┌──

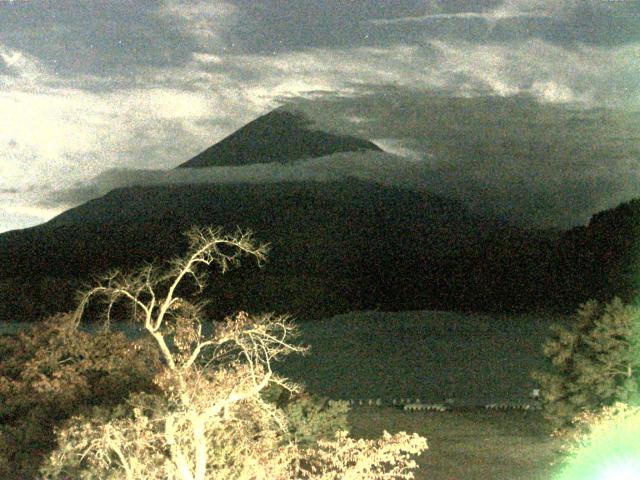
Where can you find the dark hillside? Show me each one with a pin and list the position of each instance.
(336, 246)
(278, 136)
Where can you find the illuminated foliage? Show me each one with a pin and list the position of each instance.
(593, 364)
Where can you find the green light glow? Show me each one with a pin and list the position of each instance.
(611, 452)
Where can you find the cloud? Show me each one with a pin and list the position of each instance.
(377, 166)
(207, 22)
(546, 164)
(567, 23)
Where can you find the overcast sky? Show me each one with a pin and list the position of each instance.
(527, 106)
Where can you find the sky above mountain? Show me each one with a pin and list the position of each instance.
(531, 104)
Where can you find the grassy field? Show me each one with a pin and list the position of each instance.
(479, 445)
(474, 359)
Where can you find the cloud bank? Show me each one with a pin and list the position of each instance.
(147, 84)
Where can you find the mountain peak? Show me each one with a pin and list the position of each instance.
(279, 136)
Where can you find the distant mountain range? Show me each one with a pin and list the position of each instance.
(279, 136)
(337, 245)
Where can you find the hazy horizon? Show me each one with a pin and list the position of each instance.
(528, 109)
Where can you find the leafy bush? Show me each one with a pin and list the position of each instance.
(593, 364)
(53, 371)
(208, 419)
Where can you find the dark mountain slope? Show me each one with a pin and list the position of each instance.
(278, 136)
(336, 246)
(602, 259)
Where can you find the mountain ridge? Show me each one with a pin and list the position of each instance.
(278, 136)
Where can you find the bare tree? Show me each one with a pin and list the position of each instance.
(210, 422)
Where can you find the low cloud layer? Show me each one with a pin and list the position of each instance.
(149, 84)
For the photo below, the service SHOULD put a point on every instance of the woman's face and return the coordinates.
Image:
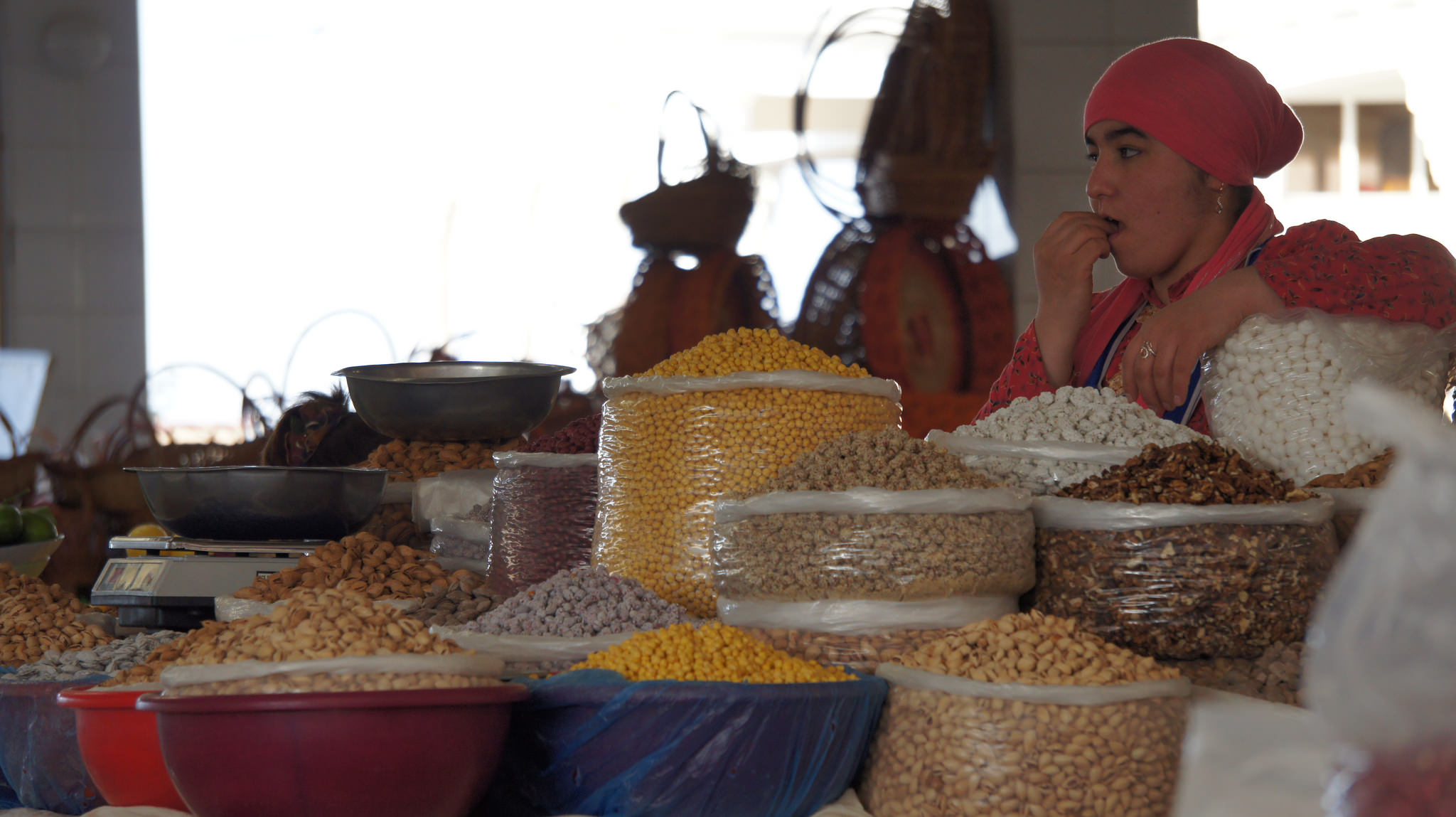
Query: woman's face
(1165, 210)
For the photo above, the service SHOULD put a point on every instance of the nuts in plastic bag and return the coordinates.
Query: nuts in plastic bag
(542, 518)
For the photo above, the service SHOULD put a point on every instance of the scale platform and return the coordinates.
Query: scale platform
(175, 582)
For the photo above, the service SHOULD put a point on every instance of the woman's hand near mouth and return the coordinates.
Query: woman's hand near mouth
(1065, 255)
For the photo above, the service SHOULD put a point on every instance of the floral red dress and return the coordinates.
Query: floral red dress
(1320, 265)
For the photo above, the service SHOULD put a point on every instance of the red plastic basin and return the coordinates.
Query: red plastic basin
(426, 753)
(119, 747)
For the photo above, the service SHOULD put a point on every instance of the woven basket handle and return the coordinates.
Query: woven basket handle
(710, 140)
(819, 187)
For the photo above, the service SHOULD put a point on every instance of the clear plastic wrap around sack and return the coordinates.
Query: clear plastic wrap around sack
(1276, 389)
(956, 747)
(530, 654)
(1040, 466)
(1382, 648)
(858, 616)
(461, 538)
(38, 752)
(229, 609)
(462, 494)
(351, 673)
(672, 447)
(869, 543)
(1184, 582)
(542, 518)
(593, 743)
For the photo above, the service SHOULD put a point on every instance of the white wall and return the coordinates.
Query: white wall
(73, 252)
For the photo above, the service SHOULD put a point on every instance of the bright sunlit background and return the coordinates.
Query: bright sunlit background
(337, 183)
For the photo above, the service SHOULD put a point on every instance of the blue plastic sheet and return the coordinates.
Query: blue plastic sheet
(592, 743)
(38, 752)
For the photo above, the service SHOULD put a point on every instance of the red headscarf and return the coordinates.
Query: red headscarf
(1215, 111)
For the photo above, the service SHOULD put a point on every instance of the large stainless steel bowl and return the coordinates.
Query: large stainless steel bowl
(254, 503)
(453, 400)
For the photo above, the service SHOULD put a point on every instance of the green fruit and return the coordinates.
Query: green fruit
(11, 525)
(37, 526)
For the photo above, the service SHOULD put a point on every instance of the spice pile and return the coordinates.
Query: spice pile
(582, 602)
(668, 456)
(979, 753)
(708, 653)
(37, 618)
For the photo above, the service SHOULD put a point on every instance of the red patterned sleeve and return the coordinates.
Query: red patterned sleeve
(1327, 267)
(1027, 373)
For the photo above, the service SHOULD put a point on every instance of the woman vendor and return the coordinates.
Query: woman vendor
(1177, 132)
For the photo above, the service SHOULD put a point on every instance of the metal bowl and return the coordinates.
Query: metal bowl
(254, 503)
(453, 400)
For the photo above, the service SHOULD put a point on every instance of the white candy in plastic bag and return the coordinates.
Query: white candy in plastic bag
(1276, 388)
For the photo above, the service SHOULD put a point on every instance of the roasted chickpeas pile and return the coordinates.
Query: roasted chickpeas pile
(750, 350)
(877, 458)
(712, 651)
(311, 624)
(417, 459)
(946, 754)
(668, 458)
(987, 753)
(861, 653)
(1033, 648)
(882, 557)
(363, 564)
(37, 618)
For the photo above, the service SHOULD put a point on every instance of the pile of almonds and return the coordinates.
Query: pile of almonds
(363, 564)
(37, 616)
(1033, 648)
(418, 459)
(1189, 474)
(464, 600)
(312, 624)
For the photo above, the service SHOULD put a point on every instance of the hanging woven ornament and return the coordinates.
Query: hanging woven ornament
(906, 289)
(690, 283)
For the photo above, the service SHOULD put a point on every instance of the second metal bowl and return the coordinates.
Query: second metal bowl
(453, 400)
(259, 503)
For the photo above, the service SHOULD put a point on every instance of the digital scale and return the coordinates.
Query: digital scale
(171, 583)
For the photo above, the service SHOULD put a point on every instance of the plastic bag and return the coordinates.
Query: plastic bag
(351, 673)
(38, 752)
(871, 543)
(1276, 388)
(542, 519)
(1184, 582)
(1382, 651)
(592, 743)
(1004, 746)
(672, 447)
(461, 538)
(1042, 466)
(462, 494)
(532, 654)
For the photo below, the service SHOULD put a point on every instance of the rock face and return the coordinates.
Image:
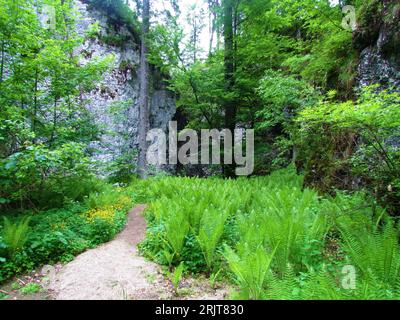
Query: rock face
(378, 40)
(114, 103)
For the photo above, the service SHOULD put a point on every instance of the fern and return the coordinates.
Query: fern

└──

● What to work on: Pictures are not part of the copy. Reproduce the lines from the one with "rock face and return the coordinates." through the end of the listing above.

● Solution for this problem:
For the photo below, the service SHOULD put a point on every instance of the rock face and return the coordinates.
Image:
Query: rock face
(378, 40)
(114, 103)
For the photo above, the service SHOULD put a point on every instance of the fern and return the coordinates.
Query: fern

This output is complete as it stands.